Enunciado do exercício ▸ Resuma em duas frases o trecho sobre jornalistas no Iêmen.

Trecho da página ▸
◇ ◇ ◇ ◇ ◇ ◇ ◇

Mas as perseguições por parte do governo reconhecido aumentaram. 

No primeiro semestre de 2022, o Sindicato dos Jornalistas do Iêmen registrou 11 casos de ataques, incluindo ameaças e incitamento à violência, contra jornalistas e meios de comunicação, nove casos de detenção e seis casos de acusação e convocação por partes no conflito.

O relatório do Sindicato revelou que o IRG foi responsável 23 das violações, enquanto as autoridades da facção Houthi foram responsáveis por 16.

Segundo a Anistia, nos últimos sete meses, as autoridades do IRG processaram pelo menos três jornalistas por publicar conteúdo crítico a respeito de membros do governo e instituições governamentais.

Um quarto jornalista foi convocado pela diretoria de investigação criminal e ficou detido por nove horas devido a uma postagem no Facebook sobrepreços de venda de combustível. E vários outros têm sofrido assédio. 

“Os jornalistas não devem ser tratados como criminosos simplesmente por criticarem as instituições governamentais e funcionários públicos, disse Diana Semaan, vice-diretora interina para o Oriente Médio e Norte da África.

Ela salientou que os profissionais de imprensa perseguidos atualmente estavam apenas fazendo seu trabalho e seu discurso é protegido pelo direito internacional dos direitos humanos.

“O governo internacionalmente reconhecido do Iêmen tem a responsabilidade de respeitar a liberdade de expressão e deve retirar todas as acusações contra eles”, 

No Iêmen, críticas de jornalistas viram ‘insulto’ 

As acusações que os jornalistas enfrentaram incluem “insultar” um funcionário público, que pode valer até dois anos de prisão sob o Código Penal, zombar de funcionários do exército, ofender um símbolo do estado e perturbar a ordem pública.

De acordo com o direito internacional, o “insulto” não é uma ofensa reconhecível e não justifica uma limitação à liberdade de expressão, aponta a Anistia.

Além disso, o Comitê de Direitos Humanos da ONU afirmou que “o simples fato de as formas de expressão serem consideradas insultuosas a uma figura pública não é suficiente para justificar a imposição de penalidades”, salienta a organização. 

“A Anistia Internacional se opõe a leis que proíbem insultos ou desrespeito a chefes de Estado ou figuras públicas, militares ou outras instituições públicas, bandeiras ou símbolos – a menos que constitua incitação à discriminação, hostilidade ou violência.”

‘Insultos’ de jornalistas processados sob o Código Penal 

A Anistia entrevistou dois advogados e 10 jornalistas e ativistas, seis dos quais foram convocados para interrogatório pela diretoria de investigação criminal ou pela inteligência militar para publicar conteúdo crítico às autoridades.

◇ ◇ ◇ ◇ ◇ ◇ ◇

Linhas de dados ▸

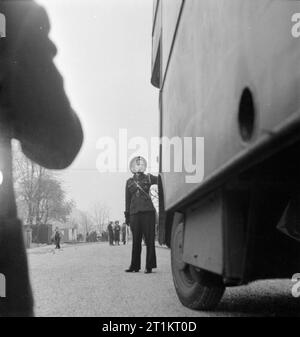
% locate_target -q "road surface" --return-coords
[28,243,300,317]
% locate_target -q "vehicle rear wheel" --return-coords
[171,223,225,310]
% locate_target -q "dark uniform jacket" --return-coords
[125,173,157,223]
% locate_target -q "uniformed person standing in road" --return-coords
[114,220,121,246]
[124,156,157,274]
[107,221,114,246]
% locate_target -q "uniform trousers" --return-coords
[130,211,156,269]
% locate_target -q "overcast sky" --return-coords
[38,0,158,221]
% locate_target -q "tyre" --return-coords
[171,223,225,310]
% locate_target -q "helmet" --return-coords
[129,156,147,173]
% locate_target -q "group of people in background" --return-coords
[107,220,127,246]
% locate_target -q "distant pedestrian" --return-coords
[107,221,114,246]
[54,227,62,249]
[122,222,127,245]
[114,221,121,246]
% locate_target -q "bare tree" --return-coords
[92,202,109,233]
[14,140,73,225]
[79,211,93,234]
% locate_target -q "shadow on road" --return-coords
[217,282,300,316]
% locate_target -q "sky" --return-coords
[38,0,159,221]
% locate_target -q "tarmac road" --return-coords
[28,243,300,317]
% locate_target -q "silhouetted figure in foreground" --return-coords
[0,0,83,316]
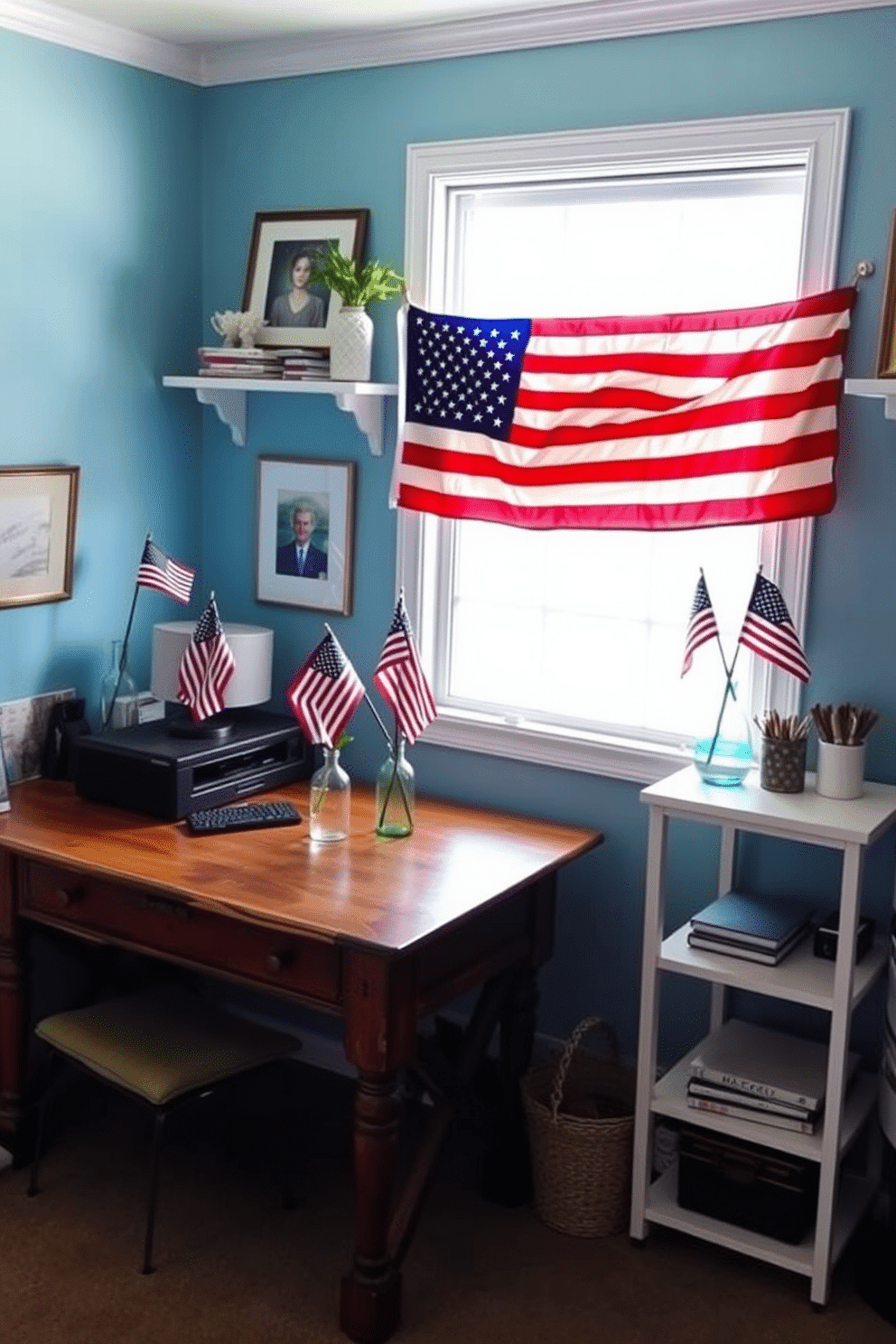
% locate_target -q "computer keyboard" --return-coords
[187,802,303,836]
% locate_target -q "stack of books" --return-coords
[278,345,329,382]
[199,345,282,378]
[687,891,816,966]
[686,1017,858,1134]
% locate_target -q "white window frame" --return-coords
[397,107,850,784]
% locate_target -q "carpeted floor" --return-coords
[0,1066,896,1344]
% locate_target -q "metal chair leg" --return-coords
[141,1110,166,1274]
[28,1050,56,1198]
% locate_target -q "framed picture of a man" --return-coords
[243,210,369,347]
[256,457,355,616]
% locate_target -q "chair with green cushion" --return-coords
[28,985,300,1274]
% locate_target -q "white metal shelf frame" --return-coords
[630,766,896,1305]
[163,374,397,457]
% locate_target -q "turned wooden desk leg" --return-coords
[480,970,538,1209]
[0,854,25,1159]
[340,1071,402,1344]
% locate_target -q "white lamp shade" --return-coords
[149,621,274,710]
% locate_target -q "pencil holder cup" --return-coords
[759,738,806,793]
[816,741,865,798]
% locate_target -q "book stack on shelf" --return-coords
[686,1017,858,1134]
[278,345,329,383]
[687,891,816,966]
[199,345,282,378]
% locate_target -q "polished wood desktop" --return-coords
[0,779,602,1344]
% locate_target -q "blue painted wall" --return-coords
[0,8,896,1057]
[0,31,201,713]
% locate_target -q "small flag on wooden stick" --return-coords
[373,589,438,743]
[177,593,237,723]
[286,629,364,747]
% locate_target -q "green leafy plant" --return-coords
[312,242,403,308]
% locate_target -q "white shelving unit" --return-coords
[630,766,896,1306]
[844,378,896,419]
[163,374,397,457]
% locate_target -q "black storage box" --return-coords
[813,909,874,964]
[678,1125,818,1246]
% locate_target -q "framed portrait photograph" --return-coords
[243,210,369,347]
[876,210,896,378]
[0,466,80,606]
[256,457,355,616]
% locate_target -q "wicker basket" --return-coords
[520,1017,634,1237]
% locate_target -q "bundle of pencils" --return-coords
[810,702,877,747]
[752,710,811,742]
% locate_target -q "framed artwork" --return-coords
[243,210,369,345]
[0,466,80,606]
[256,457,355,616]
[876,210,896,378]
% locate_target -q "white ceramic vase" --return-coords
[329,305,373,383]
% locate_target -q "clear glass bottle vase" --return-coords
[693,676,753,788]
[308,747,352,840]
[376,738,414,836]
[99,639,137,728]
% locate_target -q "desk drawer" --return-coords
[19,863,341,1007]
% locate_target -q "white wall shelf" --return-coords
[844,378,896,419]
[630,774,896,1306]
[163,374,397,457]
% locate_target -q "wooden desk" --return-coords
[0,779,603,1344]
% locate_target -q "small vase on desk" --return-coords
[308,747,352,840]
[99,639,137,728]
[376,738,414,837]
[329,303,373,383]
[693,683,752,788]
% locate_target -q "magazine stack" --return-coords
[278,345,329,383]
[199,345,282,378]
[687,891,816,966]
[686,1017,858,1134]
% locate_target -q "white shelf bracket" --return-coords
[844,378,896,419]
[196,387,246,448]
[163,374,397,457]
[336,392,383,457]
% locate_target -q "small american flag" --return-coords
[373,592,438,742]
[137,537,196,605]
[286,630,364,747]
[391,286,855,531]
[177,594,237,723]
[681,574,719,676]
[738,574,811,681]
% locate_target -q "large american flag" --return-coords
[177,594,237,723]
[286,630,364,747]
[681,574,719,676]
[373,592,436,742]
[137,537,196,605]
[738,574,811,681]
[391,286,855,529]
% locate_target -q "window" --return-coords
[399,112,847,781]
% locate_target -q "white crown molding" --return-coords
[0,0,892,86]
[0,0,203,83]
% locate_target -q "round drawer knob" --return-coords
[267,952,293,975]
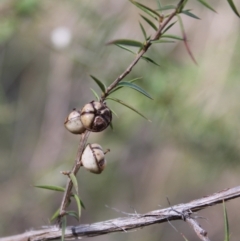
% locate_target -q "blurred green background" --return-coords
[0,0,240,241]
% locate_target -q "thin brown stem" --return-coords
[101,0,184,101]
[59,131,90,218]
[0,186,240,241]
[186,217,210,241]
[59,0,184,223]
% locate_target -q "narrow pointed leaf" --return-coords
[181,10,201,19]
[177,15,197,65]
[223,200,230,241]
[66,211,79,221]
[90,75,106,93]
[107,39,143,47]
[142,56,161,67]
[130,0,160,19]
[139,23,147,40]
[162,21,177,34]
[109,77,142,95]
[156,5,176,11]
[115,44,136,54]
[197,0,216,13]
[151,39,175,44]
[140,14,158,31]
[107,97,152,122]
[50,208,60,222]
[161,34,183,40]
[156,0,162,8]
[227,0,240,18]
[117,81,153,99]
[90,88,100,101]
[61,216,67,241]
[69,173,78,194]
[109,121,113,131]
[34,185,65,192]
[178,0,188,13]
[73,194,81,218]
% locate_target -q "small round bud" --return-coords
[81,101,112,132]
[64,109,86,134]
[81,144,106,174]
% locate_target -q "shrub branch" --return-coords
[58,0,184,220]
[0,186,240,241]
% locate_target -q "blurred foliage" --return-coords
[0,0,240,241]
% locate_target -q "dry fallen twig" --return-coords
[0,186,240,241]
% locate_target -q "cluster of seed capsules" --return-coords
[64,101,112,174]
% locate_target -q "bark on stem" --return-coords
[0,186,240,241]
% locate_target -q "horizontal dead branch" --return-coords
[0,186,240,241]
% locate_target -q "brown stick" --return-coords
[0,186,240,241]
[59,131,90,217]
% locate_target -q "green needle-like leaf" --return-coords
[130,0,160,20]
[223,200,230,241]
[50,208,60,222]
[34,185,65,192]
[177,15,197,65]
[139,22,147,40]
[117,81,153,99]
[162,21,177,35]
[142,56,160,67]
[107,97,152,122]
[197,0,216,13]
[181,10,201,19]
[107,39,143,48]
[161,34,183,40]
[66,211,79,221]
[156,0,162,8]
[90,75,106,93]
[227,0,240,18]
[61,216,67,241]
[73,194,81,218]
[109,77,142,95]
[69,173,78,194]
[90,88,100,101]
[140,14,158,31]
[156,5,176,11]
[151,39,175,44]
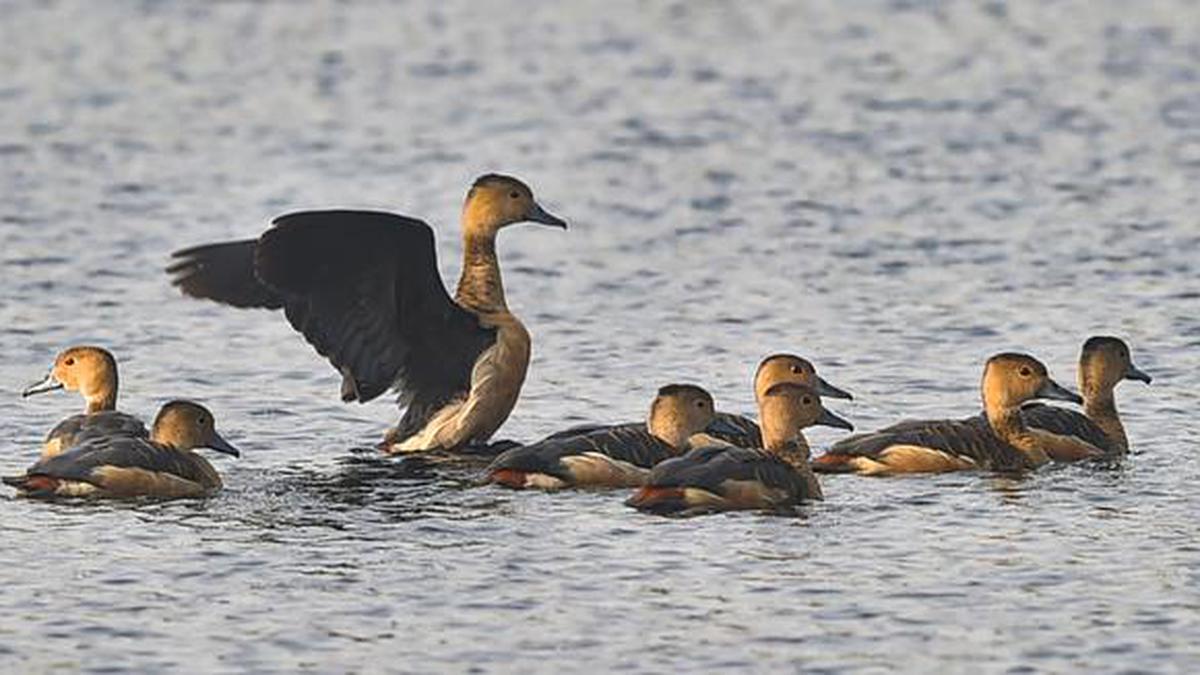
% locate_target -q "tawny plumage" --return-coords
[4,401,239,498]
[1021,335,1151,460]
[168,174,566,452]
[22,345,149,459]
[814,353,1100,476]
[541,354,853,452]
[486,384,714,489]
[626,382,853,515]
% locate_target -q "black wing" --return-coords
[826,413,1025,471]
[166,210,496,403]
[46,411,150,449]
[26,436,208,483]
[649,446,809,498]
[1021,402,1122,454]
[167,239,283,310]
[488,423,676,479]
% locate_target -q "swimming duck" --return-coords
[539,353,854,453]
[1021,335,1151,460]
[812,353,1100,476]
[4,401,240,498]
[486,384,720,490]
[625,382,853,515]
[22,346,149,459]
[168,174,566,453]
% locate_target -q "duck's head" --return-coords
[983,353,1084,408]
[22,346,116,406]
[646,384,716,448]
[758,382,854,444]
[1079,335,1151,394]
[462,173,566,235]
[754,354,854,401]
[150,401,241,456]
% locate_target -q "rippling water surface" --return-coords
[0,0,1200,671]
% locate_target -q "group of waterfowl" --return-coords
[4,174,1150,514]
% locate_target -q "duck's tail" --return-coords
[810,454,858,473]
[487,468,566,490]
[625,485,691,515]
[0,473,59,497]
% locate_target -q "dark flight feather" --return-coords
[172,210,496,429]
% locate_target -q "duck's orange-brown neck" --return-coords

◇ ◇ ◇ ◇ ◇ ◇ ◇

Resposta ▸ Segundo a Anistia, nos últimos sete meses, as autoridades do governo reconhecido do Iêmen processaram pelo menos três jornalistas por publicar conteúdo crítico a membros e instituições do governo, com acusações como "insultar" um funcionário público, o que pode valer até dois anos de prisão. A Anistia aponta que, pelo direito internacional, o "insulto" não é uma ofensa reconhecível nem justifica limitar a liberdade de expressão, e Diana Semaan afirma que os jornalistas não devem ser tratados como criminosos por criticar instituições governamentais e funcionários públicos.